## Aim of the task
Start at the line holding "Exercise. Point to the wooden". Write out that line and each one after it to the end of the data, unchanged.

## Image point grounding data
----------
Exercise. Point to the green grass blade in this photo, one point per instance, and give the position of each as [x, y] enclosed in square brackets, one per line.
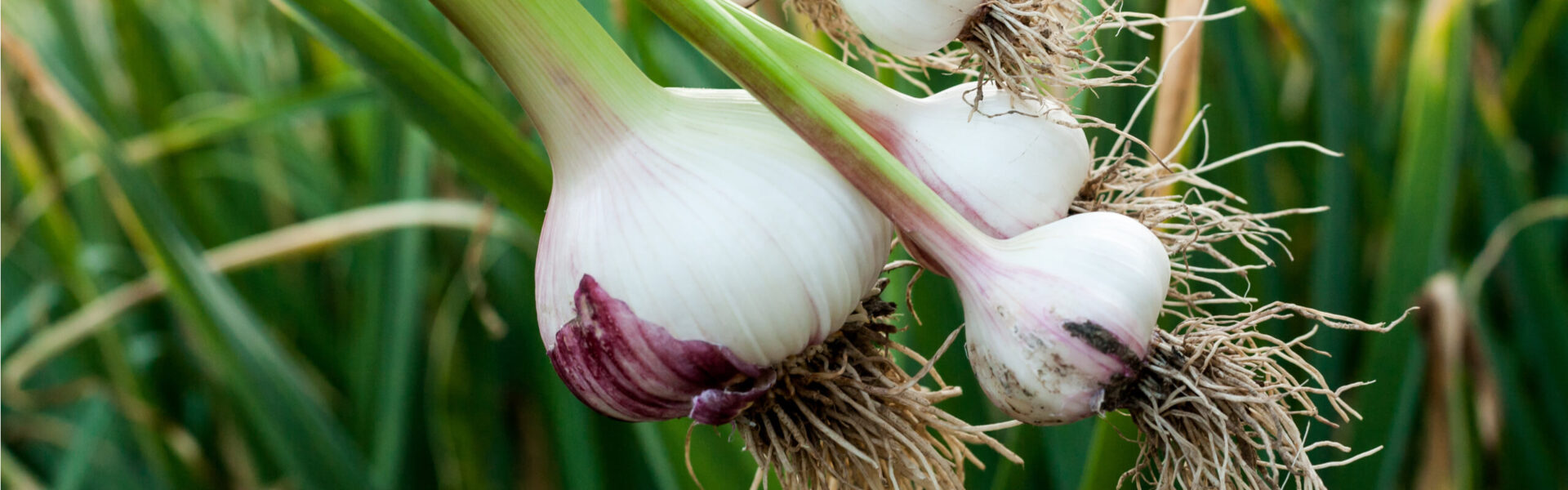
[274, 394]
[441, 102]
[1111, 454]
[402, 336]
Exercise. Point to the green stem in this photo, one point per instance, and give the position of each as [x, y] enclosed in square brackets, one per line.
[922, 216]
[569, 76]
[847, 87]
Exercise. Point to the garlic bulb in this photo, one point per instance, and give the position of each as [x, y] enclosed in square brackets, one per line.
[1007, 163]
[1009, 168]
[1056, 316]
[1065, 313]
[910, 27]
[690, 261]
[692, 241]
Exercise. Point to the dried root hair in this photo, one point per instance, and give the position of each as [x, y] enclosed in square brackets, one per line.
[844, 415]
[828, 18]
[1029, 47]
[1217, 403]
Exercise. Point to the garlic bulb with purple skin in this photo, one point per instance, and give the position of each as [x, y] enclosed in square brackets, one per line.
[1056, 316]
[670, 272]
[1067, 314]
[692, 241]
[1005, 163]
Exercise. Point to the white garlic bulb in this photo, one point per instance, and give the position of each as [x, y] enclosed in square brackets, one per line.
[910, 27]
[1058, 314]
[695, 250]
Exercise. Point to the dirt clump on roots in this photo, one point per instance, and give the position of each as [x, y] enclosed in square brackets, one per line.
[844, 415]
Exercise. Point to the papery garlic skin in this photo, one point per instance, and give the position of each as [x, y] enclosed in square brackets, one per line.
[1063, 313]
[710, 222]
[1007, 165]
[910, 27]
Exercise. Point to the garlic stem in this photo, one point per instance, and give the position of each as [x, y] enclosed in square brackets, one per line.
[922, 216]
[569, 76]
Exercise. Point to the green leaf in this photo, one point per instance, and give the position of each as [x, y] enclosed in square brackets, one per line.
[272, 390]
[1418, 238]
[441, 102]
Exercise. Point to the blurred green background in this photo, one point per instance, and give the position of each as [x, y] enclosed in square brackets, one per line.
[342, 161]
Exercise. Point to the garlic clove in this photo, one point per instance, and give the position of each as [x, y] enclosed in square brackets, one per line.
[1063, 313]
[910, 27]
[632, 369]
[748, 244]
[1007, 165]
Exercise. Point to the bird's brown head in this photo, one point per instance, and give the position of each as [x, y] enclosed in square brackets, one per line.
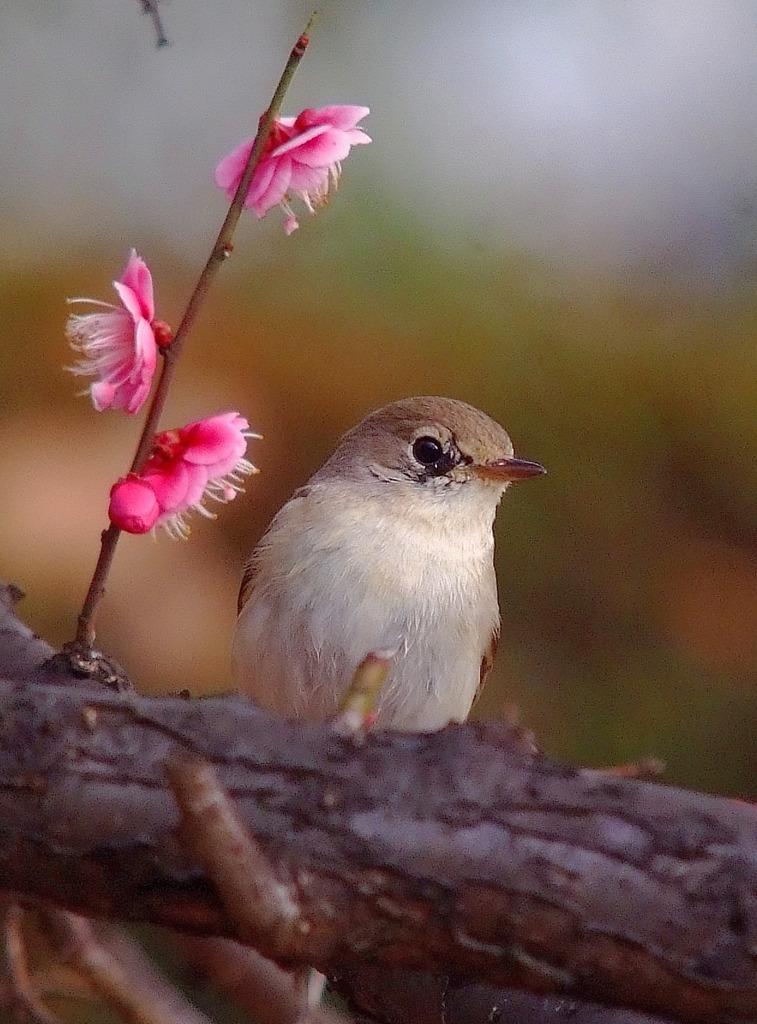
[429, 441]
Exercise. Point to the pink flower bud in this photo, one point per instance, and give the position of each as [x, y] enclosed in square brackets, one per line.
[187, 465]
[133, 506]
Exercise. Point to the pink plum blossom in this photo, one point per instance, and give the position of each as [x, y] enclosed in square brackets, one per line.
[185, 467]
[302, 157]
[119, 344]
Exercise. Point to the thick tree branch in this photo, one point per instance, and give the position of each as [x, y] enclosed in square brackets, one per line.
[455, 853]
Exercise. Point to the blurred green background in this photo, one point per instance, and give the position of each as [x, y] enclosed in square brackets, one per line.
[554, 222]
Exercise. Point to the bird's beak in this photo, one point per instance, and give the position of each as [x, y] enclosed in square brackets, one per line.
[508, 469]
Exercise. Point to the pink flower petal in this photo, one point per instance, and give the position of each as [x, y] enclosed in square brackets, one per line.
[341, 116]
[302, 156]
[101, 394]
[137, 276]
[271, 186]
[302, 139]
[228, 172]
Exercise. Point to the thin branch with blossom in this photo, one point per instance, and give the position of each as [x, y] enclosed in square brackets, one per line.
[85, 632]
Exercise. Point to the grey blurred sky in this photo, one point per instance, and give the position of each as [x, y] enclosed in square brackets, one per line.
[574, 128]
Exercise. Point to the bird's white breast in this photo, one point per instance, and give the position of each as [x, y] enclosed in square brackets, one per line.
[338, 578]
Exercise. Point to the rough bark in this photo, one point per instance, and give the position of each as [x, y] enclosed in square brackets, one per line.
[454, 853]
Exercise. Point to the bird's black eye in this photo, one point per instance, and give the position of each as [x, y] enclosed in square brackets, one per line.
[427, 451]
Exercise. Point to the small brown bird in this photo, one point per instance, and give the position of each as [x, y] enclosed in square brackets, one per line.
[388, 546]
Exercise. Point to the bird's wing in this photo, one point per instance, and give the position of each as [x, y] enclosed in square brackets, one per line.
[488, 662]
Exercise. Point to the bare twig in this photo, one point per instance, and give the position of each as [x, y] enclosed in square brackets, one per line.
[260, 988]
[119, 973]
[23, 989]
[151, 7]
[254, 898]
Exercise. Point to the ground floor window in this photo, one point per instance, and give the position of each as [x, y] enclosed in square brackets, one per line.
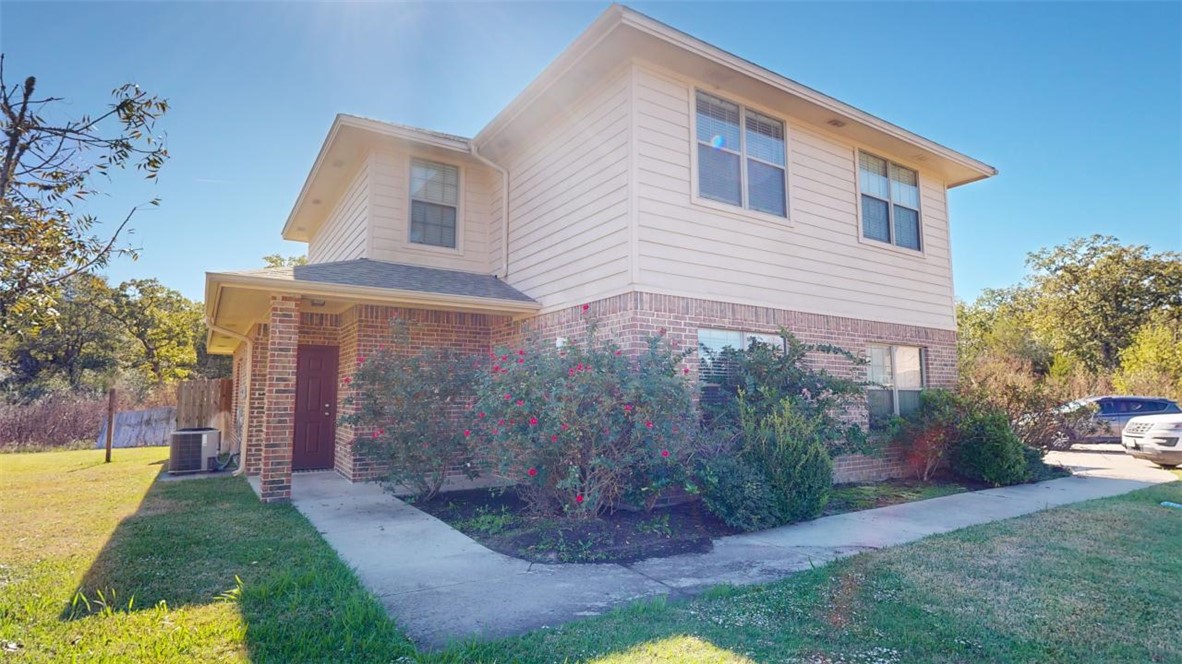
[895, 382]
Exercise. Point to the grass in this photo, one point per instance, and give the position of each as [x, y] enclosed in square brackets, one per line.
[99, 562]
[856, 498]
[1096, 581]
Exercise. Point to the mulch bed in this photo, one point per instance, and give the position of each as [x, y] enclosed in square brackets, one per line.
[498, 519]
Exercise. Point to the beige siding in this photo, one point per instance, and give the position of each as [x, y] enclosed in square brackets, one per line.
[342, 236]
[569, 206]
[814, 262]
[390, 209]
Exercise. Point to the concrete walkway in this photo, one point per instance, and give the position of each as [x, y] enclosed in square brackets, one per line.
[440, 585]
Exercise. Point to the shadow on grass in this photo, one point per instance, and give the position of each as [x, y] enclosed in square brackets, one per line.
[209, 540]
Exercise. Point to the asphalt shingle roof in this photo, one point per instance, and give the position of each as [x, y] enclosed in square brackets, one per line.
[382, 274]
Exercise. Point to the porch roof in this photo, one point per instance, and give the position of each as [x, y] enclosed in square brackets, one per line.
[236, 300]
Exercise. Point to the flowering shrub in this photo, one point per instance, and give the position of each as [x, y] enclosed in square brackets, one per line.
[409, 408]
[584, 428]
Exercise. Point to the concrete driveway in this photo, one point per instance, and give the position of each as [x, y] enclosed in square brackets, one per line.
[440, 585]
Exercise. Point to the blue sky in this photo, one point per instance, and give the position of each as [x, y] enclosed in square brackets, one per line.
[1078, 104]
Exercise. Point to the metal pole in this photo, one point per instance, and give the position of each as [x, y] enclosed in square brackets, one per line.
[110, 422]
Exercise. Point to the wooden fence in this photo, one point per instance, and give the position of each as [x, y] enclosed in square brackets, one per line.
[205, 403]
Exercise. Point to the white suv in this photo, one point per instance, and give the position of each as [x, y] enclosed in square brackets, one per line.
[1155, 437]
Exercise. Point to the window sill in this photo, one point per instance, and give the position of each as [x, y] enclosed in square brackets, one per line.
[889, 247]
[741, 214]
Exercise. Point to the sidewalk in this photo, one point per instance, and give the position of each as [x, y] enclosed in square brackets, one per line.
[440, 585]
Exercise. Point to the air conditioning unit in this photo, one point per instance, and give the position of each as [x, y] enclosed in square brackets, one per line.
[193, 450]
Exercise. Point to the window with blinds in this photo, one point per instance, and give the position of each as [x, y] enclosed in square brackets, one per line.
[740, 156]
[434, 203]
[890, 202]
[895, 378]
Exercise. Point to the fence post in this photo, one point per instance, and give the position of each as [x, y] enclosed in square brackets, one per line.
----------
## Answer section
Exercise. Point to the wooden fence in this photo, one point per instance, and give the position of each as [x, y] enclosed in square brackets, one per line.
[205, 403]
Exercise. Point to the white suv in this photo, one point per instance, and give the position of each as [x, y] enclosed in square brackets, one per line.
[1155, 437]
Exercise. Point to the window sill in this photo, one point per instance, and give the position of each as [x, y] enclosed in square brackets, one per line.
[889, 247]
[741, 214]
Exercise. Point to the sidewalk in this photo, one point per instance, and give the position of each as [x, y] enclosed in square brackets, one per line.
[440, 585]
Exercise. Point to the air conditioning unit in this photo, one point per instance, and give the position of each as [x, y] enclosed in square brackets, one per line.
[193, 450]
Exercise. Point to the window with blinds in this photo, one point per instance, and give the position of each as [x, y] enclosed in square brackets, one per line.
[740, 156]
[434, 203]
[890, 202]
[895, 378]
Exercise. Point to the fence post in this photo, one point per instance, and give the position of each as [x, y] enclosed in square brackets, one per line.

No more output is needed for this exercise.